How many lines of the records contain the string "building"? Matching is case-sensitive; reply with the number only.

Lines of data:
------------------------

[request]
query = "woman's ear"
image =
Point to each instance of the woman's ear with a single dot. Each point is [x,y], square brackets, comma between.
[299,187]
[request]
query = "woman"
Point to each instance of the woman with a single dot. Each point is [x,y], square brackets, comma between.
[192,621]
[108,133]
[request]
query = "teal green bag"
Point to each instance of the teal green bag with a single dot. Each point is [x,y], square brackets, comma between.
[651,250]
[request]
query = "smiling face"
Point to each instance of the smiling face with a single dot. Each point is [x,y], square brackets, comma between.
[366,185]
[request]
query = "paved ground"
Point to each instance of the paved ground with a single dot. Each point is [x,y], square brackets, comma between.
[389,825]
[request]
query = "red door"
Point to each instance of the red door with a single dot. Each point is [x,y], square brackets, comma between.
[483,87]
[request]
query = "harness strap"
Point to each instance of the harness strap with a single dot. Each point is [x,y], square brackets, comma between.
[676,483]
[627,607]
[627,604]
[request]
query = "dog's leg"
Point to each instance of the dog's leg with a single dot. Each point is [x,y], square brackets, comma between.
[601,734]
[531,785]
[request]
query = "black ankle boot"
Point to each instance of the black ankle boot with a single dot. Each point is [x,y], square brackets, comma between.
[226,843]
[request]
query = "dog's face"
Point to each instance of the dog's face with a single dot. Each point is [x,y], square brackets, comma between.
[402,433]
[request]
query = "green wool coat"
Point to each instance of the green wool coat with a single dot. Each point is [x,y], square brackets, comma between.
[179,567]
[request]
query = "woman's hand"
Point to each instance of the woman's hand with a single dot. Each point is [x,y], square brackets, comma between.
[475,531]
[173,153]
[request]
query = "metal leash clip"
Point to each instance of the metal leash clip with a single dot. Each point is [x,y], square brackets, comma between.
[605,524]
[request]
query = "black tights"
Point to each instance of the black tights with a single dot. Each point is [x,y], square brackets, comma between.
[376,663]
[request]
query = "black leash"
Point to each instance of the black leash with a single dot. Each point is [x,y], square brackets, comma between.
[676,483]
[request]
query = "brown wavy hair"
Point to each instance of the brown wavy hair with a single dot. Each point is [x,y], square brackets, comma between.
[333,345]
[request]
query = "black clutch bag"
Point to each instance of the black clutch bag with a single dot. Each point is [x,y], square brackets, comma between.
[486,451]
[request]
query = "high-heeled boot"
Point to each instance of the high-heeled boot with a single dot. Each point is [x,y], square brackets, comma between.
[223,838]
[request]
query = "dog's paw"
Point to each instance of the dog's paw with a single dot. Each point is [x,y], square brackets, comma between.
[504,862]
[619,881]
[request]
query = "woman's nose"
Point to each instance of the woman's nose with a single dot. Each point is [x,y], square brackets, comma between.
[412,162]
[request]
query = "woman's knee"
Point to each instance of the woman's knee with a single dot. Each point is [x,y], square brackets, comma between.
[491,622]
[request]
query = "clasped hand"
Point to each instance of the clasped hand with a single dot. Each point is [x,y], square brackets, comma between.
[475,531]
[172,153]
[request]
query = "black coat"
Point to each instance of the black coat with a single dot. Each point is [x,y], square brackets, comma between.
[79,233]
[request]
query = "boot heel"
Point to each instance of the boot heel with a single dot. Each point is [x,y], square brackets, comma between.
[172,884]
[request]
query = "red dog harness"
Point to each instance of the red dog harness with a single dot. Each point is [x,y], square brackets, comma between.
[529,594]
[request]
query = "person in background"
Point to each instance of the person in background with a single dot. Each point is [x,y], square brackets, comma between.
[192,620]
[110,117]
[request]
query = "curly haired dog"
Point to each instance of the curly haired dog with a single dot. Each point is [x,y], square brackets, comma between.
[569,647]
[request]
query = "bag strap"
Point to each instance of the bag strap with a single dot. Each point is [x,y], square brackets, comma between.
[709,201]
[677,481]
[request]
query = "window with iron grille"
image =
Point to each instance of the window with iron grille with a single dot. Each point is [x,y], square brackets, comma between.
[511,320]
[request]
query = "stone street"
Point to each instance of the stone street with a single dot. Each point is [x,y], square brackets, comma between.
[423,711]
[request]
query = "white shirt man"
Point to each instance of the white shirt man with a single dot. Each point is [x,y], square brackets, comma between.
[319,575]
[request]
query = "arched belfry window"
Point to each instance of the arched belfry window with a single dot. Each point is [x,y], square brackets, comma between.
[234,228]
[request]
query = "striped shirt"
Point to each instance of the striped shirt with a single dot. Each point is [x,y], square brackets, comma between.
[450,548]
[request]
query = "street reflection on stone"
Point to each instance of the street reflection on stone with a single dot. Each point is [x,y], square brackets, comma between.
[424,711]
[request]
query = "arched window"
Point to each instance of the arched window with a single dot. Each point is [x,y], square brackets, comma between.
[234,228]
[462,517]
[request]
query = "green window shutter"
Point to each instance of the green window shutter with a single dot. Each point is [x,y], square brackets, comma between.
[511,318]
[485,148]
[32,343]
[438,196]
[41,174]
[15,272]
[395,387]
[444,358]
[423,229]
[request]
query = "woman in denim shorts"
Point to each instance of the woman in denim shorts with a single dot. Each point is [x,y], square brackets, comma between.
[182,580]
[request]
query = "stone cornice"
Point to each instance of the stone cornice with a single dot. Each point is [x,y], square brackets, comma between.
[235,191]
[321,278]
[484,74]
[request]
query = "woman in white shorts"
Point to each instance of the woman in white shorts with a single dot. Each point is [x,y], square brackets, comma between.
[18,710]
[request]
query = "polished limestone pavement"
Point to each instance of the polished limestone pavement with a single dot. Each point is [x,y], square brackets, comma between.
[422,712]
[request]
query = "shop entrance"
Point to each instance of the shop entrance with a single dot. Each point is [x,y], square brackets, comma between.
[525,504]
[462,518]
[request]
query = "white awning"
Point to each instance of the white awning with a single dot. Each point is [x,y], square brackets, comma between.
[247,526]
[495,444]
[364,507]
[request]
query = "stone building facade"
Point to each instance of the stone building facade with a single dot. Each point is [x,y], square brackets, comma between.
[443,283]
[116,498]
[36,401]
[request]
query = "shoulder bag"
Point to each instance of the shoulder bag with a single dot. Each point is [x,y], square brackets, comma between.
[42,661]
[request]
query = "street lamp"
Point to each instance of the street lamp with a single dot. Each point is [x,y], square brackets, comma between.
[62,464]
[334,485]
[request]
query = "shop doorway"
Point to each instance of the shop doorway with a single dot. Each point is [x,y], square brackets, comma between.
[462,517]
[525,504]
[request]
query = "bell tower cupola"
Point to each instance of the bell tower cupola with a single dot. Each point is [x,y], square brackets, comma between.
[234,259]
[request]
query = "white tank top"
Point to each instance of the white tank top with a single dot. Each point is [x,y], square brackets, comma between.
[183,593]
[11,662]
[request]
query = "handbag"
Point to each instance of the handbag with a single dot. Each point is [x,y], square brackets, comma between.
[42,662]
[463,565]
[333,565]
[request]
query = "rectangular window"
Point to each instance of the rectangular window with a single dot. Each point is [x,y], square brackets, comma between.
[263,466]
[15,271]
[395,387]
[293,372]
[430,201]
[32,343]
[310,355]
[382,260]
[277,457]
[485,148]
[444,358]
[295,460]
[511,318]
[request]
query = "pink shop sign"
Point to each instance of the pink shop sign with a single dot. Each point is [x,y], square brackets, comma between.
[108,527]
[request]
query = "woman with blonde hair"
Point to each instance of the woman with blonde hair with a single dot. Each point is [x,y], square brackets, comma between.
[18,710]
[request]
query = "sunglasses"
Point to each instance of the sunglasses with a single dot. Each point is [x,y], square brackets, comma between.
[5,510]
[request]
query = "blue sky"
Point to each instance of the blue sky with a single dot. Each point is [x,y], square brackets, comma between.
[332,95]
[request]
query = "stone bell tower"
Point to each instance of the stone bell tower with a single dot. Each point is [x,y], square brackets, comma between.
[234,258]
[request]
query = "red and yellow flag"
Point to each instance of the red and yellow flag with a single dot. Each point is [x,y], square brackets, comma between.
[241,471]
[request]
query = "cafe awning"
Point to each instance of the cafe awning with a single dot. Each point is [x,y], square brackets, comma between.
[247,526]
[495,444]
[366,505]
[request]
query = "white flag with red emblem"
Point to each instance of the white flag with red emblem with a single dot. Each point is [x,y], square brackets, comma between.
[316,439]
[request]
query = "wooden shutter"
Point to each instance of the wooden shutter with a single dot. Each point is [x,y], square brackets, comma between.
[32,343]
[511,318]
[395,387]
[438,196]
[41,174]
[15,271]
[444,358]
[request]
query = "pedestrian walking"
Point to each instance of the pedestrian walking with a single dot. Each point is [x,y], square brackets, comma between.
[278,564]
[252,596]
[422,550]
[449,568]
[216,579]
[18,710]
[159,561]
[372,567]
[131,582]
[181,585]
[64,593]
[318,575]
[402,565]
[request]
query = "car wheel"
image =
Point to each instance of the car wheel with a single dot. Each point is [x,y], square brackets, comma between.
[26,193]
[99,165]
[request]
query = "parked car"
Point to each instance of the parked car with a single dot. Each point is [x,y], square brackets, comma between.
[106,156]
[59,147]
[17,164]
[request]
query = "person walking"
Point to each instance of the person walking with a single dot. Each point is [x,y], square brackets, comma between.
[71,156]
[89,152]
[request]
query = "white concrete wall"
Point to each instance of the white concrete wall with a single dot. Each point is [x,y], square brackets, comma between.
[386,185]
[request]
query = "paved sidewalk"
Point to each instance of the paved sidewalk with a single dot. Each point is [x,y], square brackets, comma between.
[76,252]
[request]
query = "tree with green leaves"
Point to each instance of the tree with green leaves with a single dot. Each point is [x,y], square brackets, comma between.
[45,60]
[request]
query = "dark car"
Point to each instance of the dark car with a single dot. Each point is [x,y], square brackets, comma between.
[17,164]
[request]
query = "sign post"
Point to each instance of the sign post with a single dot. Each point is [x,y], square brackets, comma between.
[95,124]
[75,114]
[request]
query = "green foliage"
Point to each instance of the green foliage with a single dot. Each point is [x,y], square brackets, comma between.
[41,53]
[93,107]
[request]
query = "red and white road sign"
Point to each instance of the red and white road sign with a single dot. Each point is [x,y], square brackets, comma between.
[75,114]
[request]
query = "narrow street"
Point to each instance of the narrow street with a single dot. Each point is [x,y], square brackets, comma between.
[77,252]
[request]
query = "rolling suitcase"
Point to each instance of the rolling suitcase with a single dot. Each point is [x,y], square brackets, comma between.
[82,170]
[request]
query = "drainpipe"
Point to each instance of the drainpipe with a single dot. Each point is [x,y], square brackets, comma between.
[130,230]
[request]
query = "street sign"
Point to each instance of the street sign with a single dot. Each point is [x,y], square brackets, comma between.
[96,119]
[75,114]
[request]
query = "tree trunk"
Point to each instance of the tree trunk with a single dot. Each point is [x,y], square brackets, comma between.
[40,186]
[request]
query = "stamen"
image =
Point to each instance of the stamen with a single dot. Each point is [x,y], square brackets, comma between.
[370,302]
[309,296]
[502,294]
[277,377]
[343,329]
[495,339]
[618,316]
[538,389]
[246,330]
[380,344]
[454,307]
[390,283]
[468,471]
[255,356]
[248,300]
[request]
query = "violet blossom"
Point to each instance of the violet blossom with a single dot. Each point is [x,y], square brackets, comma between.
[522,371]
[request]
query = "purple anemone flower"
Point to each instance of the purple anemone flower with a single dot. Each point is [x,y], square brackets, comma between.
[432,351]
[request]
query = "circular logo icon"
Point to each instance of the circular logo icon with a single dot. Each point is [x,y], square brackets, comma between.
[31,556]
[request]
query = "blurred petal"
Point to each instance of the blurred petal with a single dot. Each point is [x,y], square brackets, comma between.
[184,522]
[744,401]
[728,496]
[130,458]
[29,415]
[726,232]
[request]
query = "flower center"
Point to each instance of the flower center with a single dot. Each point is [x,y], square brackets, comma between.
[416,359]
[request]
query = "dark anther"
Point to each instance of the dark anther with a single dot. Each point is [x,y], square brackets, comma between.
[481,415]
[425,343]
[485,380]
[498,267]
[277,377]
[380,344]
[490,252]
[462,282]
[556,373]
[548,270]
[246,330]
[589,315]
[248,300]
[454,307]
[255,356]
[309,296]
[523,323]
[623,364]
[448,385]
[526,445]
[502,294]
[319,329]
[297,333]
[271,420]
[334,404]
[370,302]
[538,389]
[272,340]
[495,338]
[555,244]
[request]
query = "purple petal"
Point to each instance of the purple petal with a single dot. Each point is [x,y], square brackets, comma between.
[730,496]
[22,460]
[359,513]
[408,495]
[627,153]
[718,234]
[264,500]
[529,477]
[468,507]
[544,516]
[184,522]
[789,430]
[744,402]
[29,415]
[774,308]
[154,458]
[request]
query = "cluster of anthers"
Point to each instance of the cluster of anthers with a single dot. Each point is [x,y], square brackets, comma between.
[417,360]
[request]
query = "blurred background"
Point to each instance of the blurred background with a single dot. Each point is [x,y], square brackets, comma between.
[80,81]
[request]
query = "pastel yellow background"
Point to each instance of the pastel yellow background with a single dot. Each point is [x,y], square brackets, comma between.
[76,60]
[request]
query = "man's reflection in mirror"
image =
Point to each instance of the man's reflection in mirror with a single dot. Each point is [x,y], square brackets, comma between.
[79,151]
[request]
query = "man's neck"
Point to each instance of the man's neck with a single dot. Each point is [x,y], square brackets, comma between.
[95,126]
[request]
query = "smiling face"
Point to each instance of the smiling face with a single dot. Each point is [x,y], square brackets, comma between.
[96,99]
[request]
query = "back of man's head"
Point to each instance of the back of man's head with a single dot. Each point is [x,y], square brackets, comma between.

------------------------

#### WRITTEN ANSWER:
2